## TEXT PASSAGE

══════

Individuals with this type of negative personality traits mostly end up creating a toxic relationship.
So, the problem becomes, how to figure out the warning signs, which are usually easy if you can recognise this trait’s on time. This trait’s are red flags which can lure you into a certain false sense of security before it destroys your self-esteem. In a relationship, they may even make you start believing that you are the problem, when you are not.
Knowing this trait’s will save you from a lot of emotional and psychological trauma.
This is because you may be in a relationship with someone who is toxic but not aware of it, especially of you love the person. Loving people have a way of making you overlook things, which are usually warning signs of future events.
Toxic people are usually deceptive on the surface and can look perfect.
Here are eight negative personality traits that can lead to a toxic relationship if left unchecked.
- Envious or jealous of you.
There are people who may seem all happy on the surface, but deep down, they’re seriously envying you.
Most people try hard to hide an envious reaction with a forced imitated smile. It’s even worse if you were both seeking for the same thing, and you get it but the other person doesn’t get it.
How they relate with you in that your moment of joy matters a lot.
People who feel unsatisfied with their own lives will do their best to hide how disappointed they feel with fake smiles, not saying anything or commenting any negative thing to minimize their disappointment so that it will prevent the dent to their own self-esteem.
The actual feeling they are having is that of failure. Your success reminds them of their own unmet expectations. They simply don’t want you to rise above them, it hurts them. But, they cannot show it because they also know showing such behaviour means they’re bad belle. Sooner or later, that envy will start manifesting in other little things, arousing anger over things which shouldn’t be a thing. Toxic people!
- They will criticize or devalue you to rise above you.
This mostly occur in marriages, especially on the sort of the husband.
Honestly, there are some men who can’t bear to see that their wife is more successful than them or have more financial clout than them.

══════

## DATASET RECORDS
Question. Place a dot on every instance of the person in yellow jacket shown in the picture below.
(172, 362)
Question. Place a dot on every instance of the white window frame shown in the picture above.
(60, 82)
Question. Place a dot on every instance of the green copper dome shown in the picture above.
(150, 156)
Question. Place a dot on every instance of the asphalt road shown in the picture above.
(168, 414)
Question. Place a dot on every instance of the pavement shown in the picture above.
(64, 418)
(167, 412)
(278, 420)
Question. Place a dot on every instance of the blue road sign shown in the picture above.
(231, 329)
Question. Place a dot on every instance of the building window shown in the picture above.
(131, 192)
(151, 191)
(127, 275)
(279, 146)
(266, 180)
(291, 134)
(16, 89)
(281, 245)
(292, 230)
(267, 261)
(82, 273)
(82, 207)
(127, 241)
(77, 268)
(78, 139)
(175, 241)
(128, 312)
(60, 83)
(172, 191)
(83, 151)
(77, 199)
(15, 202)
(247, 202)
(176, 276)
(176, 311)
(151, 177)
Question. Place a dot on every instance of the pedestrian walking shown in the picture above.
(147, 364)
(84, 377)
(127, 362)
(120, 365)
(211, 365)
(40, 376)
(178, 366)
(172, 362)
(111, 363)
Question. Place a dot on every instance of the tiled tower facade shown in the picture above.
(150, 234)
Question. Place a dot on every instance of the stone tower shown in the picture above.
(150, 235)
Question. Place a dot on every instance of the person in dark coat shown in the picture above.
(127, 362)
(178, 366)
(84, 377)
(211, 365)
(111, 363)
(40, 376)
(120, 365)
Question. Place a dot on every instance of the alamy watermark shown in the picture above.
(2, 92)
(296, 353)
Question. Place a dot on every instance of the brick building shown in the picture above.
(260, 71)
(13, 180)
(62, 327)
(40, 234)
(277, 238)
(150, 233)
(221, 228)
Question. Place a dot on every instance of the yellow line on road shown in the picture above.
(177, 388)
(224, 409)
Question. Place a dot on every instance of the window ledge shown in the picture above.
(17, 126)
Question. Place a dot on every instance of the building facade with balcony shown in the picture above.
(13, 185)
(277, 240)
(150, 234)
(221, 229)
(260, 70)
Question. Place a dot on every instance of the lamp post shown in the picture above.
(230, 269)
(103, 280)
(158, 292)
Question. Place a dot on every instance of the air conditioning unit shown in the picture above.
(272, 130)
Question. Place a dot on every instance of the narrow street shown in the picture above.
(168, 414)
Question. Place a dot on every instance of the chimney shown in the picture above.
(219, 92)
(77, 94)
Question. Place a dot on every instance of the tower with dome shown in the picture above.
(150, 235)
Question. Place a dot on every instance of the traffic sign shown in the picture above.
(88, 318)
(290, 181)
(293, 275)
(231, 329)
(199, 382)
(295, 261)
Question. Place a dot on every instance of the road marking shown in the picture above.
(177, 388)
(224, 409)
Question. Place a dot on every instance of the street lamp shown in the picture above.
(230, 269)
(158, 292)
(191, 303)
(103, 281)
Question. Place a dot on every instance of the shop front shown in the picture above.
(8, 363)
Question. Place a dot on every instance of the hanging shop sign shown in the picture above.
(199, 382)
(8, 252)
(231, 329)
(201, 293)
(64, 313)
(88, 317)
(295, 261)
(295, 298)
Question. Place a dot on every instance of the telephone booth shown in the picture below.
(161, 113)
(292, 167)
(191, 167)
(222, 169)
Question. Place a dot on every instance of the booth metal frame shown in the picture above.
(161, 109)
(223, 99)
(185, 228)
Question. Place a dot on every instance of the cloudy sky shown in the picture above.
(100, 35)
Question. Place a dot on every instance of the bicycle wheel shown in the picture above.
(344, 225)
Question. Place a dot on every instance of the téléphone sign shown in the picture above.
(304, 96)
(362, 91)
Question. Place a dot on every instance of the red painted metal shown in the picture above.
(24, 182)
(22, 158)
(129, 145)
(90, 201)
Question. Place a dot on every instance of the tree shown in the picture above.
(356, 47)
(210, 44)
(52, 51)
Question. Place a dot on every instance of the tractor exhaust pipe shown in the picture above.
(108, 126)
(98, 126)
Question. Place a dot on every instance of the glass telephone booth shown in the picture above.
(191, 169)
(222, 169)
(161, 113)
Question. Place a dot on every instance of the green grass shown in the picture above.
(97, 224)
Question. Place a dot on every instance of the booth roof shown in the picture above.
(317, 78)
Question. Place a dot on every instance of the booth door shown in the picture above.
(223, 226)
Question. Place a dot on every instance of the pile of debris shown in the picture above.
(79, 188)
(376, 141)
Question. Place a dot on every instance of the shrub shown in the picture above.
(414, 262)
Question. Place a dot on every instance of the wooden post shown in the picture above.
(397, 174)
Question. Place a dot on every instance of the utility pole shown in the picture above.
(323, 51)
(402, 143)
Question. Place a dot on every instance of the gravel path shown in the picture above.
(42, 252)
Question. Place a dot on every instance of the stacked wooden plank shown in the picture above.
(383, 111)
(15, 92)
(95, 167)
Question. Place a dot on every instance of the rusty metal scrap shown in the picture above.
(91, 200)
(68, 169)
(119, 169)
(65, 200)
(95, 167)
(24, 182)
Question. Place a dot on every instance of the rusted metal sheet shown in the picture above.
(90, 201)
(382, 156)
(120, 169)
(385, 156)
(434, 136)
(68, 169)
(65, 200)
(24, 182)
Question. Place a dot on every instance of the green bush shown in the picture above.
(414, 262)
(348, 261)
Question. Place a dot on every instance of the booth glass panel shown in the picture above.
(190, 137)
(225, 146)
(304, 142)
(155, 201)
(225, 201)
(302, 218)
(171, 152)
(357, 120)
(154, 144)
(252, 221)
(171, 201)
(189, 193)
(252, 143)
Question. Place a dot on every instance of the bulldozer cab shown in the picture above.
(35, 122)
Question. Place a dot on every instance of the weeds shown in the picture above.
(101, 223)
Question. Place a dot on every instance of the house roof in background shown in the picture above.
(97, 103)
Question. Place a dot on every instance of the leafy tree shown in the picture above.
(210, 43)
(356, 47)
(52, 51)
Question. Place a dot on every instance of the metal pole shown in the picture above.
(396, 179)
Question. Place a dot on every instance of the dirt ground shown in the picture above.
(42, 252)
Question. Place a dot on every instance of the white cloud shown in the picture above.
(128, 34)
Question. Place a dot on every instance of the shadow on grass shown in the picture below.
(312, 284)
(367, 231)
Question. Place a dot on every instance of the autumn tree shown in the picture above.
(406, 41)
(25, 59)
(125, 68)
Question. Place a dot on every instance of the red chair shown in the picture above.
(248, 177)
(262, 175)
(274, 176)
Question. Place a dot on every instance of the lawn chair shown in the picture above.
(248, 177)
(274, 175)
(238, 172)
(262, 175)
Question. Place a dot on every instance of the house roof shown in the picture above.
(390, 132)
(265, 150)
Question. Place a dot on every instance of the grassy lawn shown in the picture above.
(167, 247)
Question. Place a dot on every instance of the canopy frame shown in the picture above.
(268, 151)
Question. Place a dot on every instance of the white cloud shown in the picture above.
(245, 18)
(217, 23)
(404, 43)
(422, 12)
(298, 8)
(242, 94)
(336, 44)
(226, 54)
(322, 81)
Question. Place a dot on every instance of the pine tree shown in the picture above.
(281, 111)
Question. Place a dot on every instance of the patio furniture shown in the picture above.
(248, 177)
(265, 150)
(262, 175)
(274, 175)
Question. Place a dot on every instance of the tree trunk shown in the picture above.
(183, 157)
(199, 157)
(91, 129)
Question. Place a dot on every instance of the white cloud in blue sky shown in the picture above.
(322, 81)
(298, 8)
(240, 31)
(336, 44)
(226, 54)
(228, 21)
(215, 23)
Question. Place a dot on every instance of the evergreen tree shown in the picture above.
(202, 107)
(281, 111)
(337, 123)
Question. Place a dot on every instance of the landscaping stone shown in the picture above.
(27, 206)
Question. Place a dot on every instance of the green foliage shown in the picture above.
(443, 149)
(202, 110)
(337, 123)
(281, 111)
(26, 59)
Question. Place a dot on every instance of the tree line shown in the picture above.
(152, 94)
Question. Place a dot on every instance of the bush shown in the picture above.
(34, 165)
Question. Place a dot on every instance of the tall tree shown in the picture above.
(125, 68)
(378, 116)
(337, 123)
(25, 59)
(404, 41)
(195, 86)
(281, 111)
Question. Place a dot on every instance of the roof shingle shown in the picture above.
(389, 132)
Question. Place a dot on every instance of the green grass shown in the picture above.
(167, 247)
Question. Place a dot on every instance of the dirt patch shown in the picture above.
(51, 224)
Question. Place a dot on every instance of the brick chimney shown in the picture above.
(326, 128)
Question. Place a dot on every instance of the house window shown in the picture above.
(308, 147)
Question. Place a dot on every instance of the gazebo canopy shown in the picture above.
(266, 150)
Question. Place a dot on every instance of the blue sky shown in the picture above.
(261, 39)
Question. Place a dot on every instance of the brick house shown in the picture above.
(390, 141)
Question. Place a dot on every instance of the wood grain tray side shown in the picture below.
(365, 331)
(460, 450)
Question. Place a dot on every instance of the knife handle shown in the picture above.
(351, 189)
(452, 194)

══════

## ACTIVITY
In the text on toxic personality traits, substitute "misleading" for "deceptive" and write out the passage from "Toxic people are" up to and including "jealous of you.".

## ANSWER
Toxic people are usually misleading on the surface and can look perfect.
Here are eight negative personality traits that can lead to a toxic relationship if left unchecked.
- Envious or jealous of you.